*Written task*:
Reproduce the entries below line for line, changing nothing.

===== Data for processing =====

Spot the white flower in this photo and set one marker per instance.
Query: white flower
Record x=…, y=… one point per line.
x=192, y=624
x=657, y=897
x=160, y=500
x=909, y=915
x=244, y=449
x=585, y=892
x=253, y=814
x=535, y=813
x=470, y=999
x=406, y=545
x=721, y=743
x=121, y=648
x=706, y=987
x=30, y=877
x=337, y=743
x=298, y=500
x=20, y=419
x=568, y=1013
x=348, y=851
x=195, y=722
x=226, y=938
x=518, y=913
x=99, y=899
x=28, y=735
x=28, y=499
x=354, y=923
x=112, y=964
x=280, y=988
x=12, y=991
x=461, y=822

=====

*Task output*:
Spot the white flower in this photo and set one marker per instance.
Query: white flower
Record x=…, y=… one point per line.
x=192, y=624
x=657, y=897
x=160, y=500
x=909, y=915
x=244, y=449
x=585, y=892
x=253, y=814
x=535, y=813
x=470, y=999
x=406, y=545
x=721, y=743
x=121, y=648
x=706, y=987
x=30, y=877
x=337, y=743
x=298, y=500
x=20, y=419
x=568, y=1013
x=348, y=851
x=195, y=722
x=226, y=938
x=518, y=913
x=99, y=899
x=28, y=735
x=28, y=499
x=354, y=923
x=112, y=964
x=280, y=988
x=12, y=991
x=461, y=822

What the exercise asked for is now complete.